• The task
Output the lines of the records below verbatim, from the line containing "Could you please pick out the metal railing upright" to the line containing "(1287, 782)", both ends included.

--- Supplied data ---

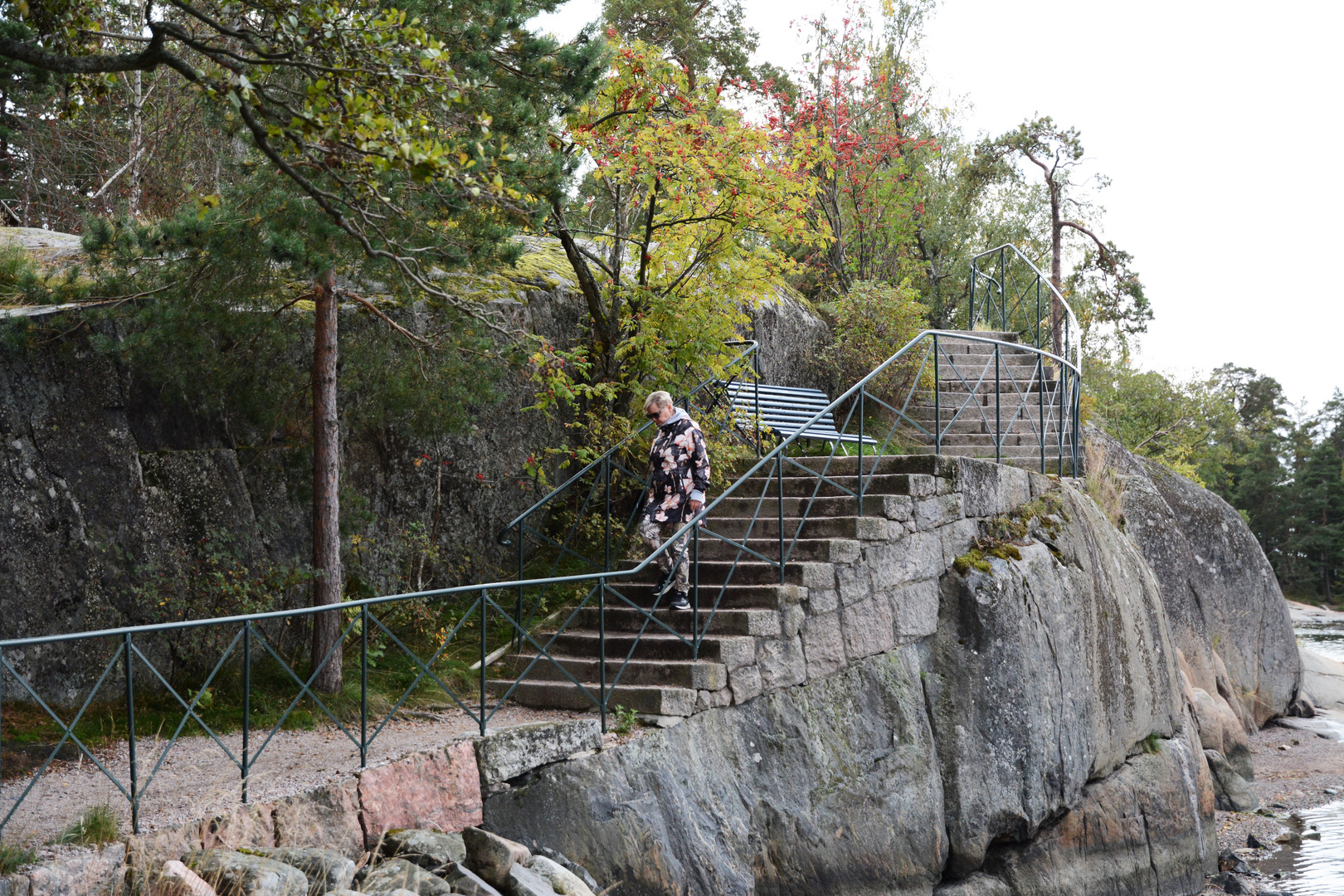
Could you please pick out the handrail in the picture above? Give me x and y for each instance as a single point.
(753, 345)
(1073, 329)
(1027, 406)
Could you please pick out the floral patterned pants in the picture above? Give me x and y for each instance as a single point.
(650, 533)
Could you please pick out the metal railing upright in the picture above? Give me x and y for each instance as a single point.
(923, 398)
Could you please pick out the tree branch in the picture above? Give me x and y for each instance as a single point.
(1101, 246)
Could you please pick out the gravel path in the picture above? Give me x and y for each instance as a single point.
(197, 779)
(1287, 782)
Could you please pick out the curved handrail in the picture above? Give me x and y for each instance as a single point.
(585, 577)
(606, 583)
(1074, 329)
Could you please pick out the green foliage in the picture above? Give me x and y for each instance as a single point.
(871, 323)
(12, 857)
(679, 221)
(1153, 416)
(626, 720)
(97, 825)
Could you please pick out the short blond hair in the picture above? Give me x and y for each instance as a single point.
(657, 399)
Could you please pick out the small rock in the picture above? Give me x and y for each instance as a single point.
(398, 874)
(524, 881)
(178, 880)
(464, 881)
(1235, 885)
(574, 867)
(1230, 861)
(562, 879)
(426, 848)
(233, 874)
(1231, 793)
(491, 856)
(324, 869)
(1303, 707)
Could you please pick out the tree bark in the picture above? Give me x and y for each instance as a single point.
(327, 582)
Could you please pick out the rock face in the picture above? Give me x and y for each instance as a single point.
(1027, 719)
(1227, 614)
(238, 874)
(832, 787)
(435, 790)
(1043, 674)
(1131, 833)
(102, 476)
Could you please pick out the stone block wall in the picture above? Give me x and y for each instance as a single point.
(878, 592)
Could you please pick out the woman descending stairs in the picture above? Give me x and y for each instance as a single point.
(663, 674)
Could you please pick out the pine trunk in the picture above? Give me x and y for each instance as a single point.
(327, 585)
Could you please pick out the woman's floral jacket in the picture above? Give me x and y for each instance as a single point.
(679, 469)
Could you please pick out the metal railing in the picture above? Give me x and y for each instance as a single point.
(918, 399)
(1011, 295)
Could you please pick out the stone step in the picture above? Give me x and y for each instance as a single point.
(799, 484)
(743, 572)
(973, 422)
(565, 694)
(815, 527)
(762, 508)
(734, 597)
(723, 622)
(659, 674)
(656, 645)
(986, 451)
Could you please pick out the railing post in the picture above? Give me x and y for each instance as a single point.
(1003, 289)
(1038, 312)
(971, 314)
(2, 726)
(778, 466)
(695, 592)
(1040, 392)
(606, 518)
(937, 401)
(518, 605)
(756, 390)
(999, 422)
(363, 685)
(246, 700)
(860, 449)
(485, 607)
(601, 652)
(130, 739)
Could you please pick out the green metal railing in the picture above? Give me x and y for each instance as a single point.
(902, 401)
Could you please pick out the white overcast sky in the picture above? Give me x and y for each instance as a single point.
(1220, 128)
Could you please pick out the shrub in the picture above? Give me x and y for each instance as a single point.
(95, 826)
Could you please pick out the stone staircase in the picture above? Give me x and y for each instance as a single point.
(969, 427)
(665, 677)
(665, 674)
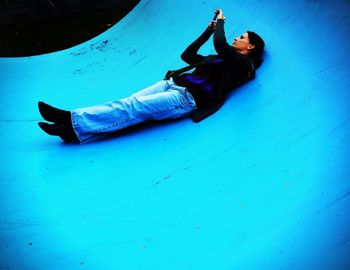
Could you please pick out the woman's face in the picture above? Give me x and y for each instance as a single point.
(242, 44)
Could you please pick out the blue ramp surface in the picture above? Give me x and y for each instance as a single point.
(262, 184)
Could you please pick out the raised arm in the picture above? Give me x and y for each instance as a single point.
(191, 55)
(224, 50)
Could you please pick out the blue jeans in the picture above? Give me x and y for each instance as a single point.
(163, 100)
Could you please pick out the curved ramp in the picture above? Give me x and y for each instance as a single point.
(262, 184)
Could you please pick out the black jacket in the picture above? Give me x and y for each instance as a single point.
(236, 69)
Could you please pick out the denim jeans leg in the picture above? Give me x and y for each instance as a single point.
(168, 102)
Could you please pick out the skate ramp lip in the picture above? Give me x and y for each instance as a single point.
(260, 184)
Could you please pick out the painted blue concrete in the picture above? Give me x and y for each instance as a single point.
(262, 184)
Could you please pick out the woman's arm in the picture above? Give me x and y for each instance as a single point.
(190, 55)
(224, 50)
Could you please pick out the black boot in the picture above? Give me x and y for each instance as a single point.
(53, 114)
(64, 131)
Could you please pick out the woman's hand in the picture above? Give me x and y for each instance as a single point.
(220, 14)
(212, 25)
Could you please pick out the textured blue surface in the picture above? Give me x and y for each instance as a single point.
(262, 184)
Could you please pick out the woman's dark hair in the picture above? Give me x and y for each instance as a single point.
(257, 52)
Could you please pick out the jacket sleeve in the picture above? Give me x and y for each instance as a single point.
(190, 55)
(224, 50)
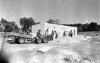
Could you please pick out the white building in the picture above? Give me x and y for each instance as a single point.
(58, 28)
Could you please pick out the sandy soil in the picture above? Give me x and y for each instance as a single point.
(49, 53)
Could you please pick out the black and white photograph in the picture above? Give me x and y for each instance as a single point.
(49, 31)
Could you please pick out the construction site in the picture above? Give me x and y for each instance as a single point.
(49, 43)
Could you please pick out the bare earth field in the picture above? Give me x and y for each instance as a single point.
(34, 53)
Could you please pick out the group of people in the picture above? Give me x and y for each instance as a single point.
(50, 36)
(53, 35)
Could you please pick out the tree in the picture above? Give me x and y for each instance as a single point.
(26, 24)
(53, 21)
(92, 26)
(4, 21)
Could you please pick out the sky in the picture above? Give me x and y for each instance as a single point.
(67, 11)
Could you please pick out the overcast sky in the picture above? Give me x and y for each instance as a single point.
(67, 11)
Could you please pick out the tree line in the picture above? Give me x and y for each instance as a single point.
(11, 26)
(27, 23)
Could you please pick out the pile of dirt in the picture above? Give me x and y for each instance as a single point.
(65, 40)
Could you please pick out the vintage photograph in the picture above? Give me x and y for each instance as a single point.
(49, 31)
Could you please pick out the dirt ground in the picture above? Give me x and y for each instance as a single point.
(87, 48)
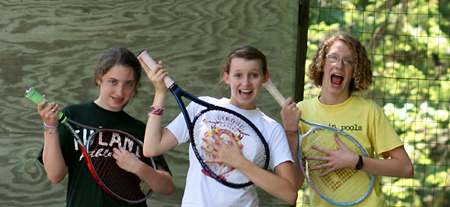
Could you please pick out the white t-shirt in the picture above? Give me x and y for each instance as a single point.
(202, 190)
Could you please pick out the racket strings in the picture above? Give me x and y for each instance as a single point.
(335, 185)
(121, 183)
(217, 124)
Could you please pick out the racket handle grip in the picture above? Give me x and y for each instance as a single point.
(149, 62)
(37, 98)
(274, 92)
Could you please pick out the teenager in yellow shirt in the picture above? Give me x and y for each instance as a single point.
(341, 67)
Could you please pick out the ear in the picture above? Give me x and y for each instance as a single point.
(98, 80)
(266, 77)
(226, 77)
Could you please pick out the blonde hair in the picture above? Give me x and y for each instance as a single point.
(362, 75)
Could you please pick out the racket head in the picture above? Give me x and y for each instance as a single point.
(120, 184)
(217, 122)
(339, 186)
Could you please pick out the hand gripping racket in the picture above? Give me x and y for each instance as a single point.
(98, 151)
(342, 187)
(215, 122)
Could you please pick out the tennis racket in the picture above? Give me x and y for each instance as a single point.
(335, 187)
(98, 151)
(215, 122)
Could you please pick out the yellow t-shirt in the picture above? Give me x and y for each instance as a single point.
(365, 121)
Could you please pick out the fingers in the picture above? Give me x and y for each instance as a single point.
(290, 114)
(49, 112)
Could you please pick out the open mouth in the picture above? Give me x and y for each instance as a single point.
(337, 79)
(118, 100)
(245, 92)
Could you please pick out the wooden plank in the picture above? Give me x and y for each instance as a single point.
(54, 45)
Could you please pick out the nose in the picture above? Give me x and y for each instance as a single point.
(120, 90)
(340, 63)
(247, 80)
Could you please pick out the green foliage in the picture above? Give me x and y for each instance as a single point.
(409, 44)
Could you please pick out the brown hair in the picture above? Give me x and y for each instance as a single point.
(246, 52)
(118, 56)
(362, 76)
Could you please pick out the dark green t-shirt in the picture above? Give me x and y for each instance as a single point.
(82, 188)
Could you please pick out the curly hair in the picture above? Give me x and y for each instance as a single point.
(362, 75)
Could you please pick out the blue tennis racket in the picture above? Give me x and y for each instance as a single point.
(335, 187)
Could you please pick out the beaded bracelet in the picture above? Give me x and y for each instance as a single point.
(156, 110)
(45, 127)
(291, 132)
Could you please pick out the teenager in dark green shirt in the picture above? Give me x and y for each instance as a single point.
(117, 77)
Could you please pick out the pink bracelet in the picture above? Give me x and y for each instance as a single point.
(156, 110)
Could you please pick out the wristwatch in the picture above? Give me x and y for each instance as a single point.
(359, 164)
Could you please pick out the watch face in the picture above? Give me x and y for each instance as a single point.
(359, 164)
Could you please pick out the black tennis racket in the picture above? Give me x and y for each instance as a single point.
(218, 122)
(98, 150)
(335, 187)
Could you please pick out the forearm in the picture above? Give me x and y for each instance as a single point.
(53, 159)
(159, 181)
(278, 185)
(398, 166)
(153, 134)
(298, 175)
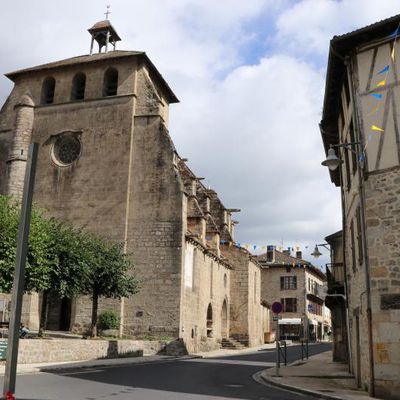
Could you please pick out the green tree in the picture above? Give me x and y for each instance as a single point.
(110, 274)
(40, 256)
(68, 275)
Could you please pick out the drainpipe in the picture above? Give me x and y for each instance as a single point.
(349, 66)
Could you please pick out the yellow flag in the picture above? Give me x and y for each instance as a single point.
(376, 128)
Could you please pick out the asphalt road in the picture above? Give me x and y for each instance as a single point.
(220, 378)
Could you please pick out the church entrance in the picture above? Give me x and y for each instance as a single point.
(224, 320)
(59, 314)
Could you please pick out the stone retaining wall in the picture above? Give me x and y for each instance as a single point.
(50, 350)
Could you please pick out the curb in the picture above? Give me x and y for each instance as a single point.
(312, 393)
(121, 364)
(66, 367)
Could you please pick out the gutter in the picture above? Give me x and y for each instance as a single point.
(361, 175)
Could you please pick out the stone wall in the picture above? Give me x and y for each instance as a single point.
(124, 186)
(383, 235)
(53, 350)
(206, 283)
(246, 311)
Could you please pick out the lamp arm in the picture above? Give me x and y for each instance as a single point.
(347, 146)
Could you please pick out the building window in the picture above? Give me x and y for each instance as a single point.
(353, 246)
(211, 279)
(66, 150)
(289, 304)
(110, 86)
(359, 236)
(209, 321)
(78, 86)
(255, 287)
(288, 282)
(48, 89)
(347, 167)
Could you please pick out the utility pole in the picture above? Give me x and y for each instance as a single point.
(19, 274)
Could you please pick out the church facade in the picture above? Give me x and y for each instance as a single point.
(107, 164)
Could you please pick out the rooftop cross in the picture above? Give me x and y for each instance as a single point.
(107, 12)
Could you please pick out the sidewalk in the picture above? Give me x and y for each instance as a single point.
(57, 366)
(319, 377)
(107, 362)
(227, 352)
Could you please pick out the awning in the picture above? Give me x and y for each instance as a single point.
(290, 321)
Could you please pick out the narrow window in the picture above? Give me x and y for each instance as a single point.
(359, 237)
(347, 168)
(352, 140)
(110, 87)
(209, 321)
(48, 88)
(211, 280)
(78, 86)
(353, 247)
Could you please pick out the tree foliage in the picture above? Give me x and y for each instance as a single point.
(63, 260)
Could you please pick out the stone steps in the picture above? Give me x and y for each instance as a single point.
(231, 344)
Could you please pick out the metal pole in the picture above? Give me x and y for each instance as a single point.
(19, 274)
(277, 348)
(285, 352)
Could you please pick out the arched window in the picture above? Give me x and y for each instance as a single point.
(48, 88)
(110, 86)
(209, 321)
(224, 320)
(78, 86)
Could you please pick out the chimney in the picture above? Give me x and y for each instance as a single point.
(270, 253)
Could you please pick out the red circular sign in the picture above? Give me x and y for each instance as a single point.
(277, 307)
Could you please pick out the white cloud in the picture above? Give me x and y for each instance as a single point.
(251, 130)
(306, 28)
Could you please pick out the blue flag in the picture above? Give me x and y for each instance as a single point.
(384, 70)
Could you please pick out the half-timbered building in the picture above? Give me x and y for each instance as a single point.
(360, 123)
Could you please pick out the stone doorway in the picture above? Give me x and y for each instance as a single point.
(224, 320)
(209, 321)
(59, 313)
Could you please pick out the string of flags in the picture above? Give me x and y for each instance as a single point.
(255, 247)
(380, 85)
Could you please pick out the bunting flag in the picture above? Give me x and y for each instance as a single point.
(376, 128)
(394, 34)
(383, 70)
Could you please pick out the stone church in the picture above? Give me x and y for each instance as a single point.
(108, 165)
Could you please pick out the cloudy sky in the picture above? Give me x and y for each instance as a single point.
(250, 78)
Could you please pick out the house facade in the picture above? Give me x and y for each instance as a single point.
(296, 284)
(360, 121)
(107, 164)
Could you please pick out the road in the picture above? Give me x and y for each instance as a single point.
(220, 378)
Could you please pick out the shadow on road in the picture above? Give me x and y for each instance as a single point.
(220, 379)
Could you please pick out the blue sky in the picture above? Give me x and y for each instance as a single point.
(250, 77)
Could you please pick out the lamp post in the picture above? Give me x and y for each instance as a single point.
(333, 161)
(19, 275)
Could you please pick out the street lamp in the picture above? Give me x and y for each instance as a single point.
(316, 253)
(332, 161)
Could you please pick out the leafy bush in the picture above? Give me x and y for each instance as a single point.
(108, 320)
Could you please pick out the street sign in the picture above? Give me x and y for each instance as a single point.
(3, 349)
(277, 307)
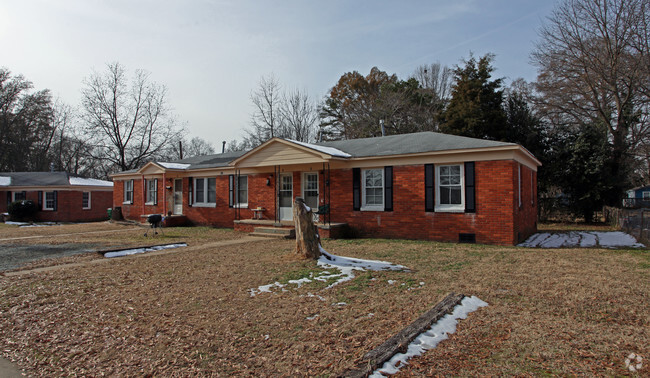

---

• Solution to this problem
Could you please pick out the metal railing upright in the picture above? Give me x and y for each instance as a single point.
(923, 398)
Could you please pick out the tree branch in the picture above? Give me x and y for each instance as a single point.
(1101, 246)
Could you please pick out the gravel path in the picture above? Give me x and y for each instance as a single point.
(197, 779)
(1287, 782)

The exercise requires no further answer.